[Source data]
==============================

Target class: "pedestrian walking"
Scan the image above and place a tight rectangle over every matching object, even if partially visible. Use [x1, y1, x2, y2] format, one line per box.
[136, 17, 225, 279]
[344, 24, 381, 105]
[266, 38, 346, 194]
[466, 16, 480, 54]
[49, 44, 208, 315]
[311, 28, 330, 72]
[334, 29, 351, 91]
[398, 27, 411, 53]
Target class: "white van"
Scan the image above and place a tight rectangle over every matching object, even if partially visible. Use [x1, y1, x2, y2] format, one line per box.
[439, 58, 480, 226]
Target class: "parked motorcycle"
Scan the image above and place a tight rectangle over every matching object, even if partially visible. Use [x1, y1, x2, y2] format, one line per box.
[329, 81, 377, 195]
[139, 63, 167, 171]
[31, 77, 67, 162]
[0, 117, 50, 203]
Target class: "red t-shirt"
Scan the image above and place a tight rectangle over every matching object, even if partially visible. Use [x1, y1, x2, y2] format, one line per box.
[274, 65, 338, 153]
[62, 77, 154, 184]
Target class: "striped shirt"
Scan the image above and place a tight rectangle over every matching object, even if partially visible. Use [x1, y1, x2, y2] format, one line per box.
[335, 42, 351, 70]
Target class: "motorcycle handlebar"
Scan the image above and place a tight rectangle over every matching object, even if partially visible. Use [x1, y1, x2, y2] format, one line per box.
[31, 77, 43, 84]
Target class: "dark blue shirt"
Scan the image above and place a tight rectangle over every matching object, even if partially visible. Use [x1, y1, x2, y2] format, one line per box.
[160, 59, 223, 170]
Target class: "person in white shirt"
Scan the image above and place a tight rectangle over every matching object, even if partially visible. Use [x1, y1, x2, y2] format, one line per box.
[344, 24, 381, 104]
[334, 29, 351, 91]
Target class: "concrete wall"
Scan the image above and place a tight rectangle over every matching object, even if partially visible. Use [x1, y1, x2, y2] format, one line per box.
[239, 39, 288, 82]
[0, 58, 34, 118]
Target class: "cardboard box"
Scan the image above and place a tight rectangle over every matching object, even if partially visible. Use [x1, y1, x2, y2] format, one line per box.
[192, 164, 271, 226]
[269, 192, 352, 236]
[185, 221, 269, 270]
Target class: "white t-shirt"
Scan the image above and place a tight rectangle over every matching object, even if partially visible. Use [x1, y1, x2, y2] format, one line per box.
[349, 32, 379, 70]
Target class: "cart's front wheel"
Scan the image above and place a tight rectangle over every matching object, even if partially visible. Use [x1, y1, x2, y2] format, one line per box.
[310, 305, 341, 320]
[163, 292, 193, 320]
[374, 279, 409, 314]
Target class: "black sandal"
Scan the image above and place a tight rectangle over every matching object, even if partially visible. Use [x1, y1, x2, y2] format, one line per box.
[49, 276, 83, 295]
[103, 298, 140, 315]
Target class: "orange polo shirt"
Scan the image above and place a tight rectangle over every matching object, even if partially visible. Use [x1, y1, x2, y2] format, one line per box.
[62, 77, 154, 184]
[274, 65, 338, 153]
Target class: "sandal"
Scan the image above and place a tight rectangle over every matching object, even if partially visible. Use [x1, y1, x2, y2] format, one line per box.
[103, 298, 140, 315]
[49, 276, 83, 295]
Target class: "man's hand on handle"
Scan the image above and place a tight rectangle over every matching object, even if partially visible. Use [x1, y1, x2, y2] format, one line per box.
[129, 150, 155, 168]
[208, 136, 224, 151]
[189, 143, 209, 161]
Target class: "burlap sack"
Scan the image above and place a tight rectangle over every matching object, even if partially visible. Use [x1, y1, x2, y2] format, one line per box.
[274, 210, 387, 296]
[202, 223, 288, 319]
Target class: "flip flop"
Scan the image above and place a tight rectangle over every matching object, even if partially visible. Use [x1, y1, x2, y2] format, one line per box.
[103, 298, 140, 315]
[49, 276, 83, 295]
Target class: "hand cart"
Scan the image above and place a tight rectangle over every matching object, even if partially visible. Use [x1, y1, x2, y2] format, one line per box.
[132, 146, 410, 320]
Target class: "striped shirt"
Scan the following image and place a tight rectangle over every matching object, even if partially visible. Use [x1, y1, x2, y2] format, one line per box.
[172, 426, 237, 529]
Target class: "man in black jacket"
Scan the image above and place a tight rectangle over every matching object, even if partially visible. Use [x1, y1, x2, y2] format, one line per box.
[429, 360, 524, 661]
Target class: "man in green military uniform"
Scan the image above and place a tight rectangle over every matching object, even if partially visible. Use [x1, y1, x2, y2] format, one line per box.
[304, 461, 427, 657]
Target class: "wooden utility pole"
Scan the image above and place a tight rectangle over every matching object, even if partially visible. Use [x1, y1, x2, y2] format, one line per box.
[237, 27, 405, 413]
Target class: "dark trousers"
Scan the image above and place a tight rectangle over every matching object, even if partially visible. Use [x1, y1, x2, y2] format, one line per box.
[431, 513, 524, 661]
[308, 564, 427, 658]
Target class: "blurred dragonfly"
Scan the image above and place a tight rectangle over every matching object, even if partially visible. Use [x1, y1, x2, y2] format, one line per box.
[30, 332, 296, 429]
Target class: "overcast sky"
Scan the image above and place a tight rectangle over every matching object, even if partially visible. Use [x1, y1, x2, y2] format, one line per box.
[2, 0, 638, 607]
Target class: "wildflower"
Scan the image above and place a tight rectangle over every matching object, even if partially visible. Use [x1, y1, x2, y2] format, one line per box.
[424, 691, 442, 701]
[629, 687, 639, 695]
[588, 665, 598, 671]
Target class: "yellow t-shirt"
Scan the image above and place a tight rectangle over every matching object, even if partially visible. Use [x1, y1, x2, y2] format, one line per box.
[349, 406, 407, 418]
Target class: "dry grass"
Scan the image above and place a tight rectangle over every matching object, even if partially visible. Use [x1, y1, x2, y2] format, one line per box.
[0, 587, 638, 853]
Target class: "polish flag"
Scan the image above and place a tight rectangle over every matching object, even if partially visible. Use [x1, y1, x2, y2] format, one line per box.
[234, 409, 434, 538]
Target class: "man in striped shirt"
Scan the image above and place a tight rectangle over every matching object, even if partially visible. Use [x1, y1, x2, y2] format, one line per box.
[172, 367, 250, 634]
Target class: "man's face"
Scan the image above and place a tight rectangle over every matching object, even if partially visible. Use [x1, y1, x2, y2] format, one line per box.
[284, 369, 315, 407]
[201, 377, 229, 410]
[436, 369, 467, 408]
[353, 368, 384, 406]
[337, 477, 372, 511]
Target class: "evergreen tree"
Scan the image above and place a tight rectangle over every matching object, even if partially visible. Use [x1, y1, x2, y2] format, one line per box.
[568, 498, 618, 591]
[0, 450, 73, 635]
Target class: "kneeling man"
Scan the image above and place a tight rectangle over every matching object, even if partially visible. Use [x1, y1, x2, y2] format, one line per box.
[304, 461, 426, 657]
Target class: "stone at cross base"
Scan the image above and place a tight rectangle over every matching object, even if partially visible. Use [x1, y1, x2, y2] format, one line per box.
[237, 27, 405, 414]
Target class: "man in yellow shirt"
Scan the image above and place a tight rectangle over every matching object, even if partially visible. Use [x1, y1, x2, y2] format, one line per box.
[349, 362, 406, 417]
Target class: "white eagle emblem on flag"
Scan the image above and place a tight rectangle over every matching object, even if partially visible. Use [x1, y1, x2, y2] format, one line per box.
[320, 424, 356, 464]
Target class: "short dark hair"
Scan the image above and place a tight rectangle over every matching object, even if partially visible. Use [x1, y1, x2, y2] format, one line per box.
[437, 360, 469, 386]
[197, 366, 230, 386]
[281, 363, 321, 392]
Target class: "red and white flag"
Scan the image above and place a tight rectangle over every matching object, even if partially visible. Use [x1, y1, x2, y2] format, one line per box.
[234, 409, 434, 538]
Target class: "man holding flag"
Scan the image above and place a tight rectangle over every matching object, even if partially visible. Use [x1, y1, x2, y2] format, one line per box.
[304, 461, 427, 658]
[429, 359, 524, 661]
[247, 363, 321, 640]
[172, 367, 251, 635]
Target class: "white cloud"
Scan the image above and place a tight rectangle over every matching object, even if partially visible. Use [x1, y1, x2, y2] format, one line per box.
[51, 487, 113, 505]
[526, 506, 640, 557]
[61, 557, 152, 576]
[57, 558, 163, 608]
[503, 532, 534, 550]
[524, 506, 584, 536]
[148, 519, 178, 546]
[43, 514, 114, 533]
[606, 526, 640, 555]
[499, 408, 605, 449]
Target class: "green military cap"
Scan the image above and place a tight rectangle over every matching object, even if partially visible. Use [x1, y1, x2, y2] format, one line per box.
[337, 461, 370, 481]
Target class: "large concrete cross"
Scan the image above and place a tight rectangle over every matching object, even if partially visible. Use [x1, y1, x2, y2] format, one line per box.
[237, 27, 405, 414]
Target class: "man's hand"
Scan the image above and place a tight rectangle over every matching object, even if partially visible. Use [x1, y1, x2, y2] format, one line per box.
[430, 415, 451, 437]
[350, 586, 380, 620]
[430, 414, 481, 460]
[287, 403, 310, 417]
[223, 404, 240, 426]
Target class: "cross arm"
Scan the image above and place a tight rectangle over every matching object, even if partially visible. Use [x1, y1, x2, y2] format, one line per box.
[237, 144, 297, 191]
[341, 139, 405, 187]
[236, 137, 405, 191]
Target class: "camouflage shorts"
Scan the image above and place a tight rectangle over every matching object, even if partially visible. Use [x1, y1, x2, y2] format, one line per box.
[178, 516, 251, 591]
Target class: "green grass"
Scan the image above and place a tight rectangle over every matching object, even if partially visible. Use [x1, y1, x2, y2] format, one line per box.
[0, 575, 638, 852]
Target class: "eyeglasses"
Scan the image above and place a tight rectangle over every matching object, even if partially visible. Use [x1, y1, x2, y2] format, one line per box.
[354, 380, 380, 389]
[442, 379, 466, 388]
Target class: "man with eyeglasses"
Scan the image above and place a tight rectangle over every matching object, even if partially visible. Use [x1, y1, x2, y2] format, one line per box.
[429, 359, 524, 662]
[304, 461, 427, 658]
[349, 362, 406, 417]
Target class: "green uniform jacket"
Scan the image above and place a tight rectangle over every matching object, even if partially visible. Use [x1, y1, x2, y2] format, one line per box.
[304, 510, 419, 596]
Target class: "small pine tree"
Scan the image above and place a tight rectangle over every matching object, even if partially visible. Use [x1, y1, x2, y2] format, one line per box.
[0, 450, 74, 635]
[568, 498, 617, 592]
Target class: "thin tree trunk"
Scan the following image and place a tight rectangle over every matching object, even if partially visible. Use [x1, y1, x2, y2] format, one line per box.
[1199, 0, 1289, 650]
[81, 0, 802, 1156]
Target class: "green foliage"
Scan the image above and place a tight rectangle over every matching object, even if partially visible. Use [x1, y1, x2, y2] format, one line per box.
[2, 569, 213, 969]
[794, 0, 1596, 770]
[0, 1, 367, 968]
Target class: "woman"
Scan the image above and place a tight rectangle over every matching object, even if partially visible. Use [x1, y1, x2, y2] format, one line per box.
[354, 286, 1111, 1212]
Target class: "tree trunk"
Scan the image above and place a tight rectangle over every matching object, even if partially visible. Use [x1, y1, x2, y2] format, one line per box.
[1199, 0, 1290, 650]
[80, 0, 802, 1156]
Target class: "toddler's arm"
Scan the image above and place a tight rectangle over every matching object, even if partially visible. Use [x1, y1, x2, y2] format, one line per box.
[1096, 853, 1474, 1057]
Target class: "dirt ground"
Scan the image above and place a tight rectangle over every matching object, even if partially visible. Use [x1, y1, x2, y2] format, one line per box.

==============================

_Problem requirements_
Filter on the word "sandal": copy each matching line from the entries above.

_Answer to the problem_
Target class: "black sandal"
Target class: "sandal"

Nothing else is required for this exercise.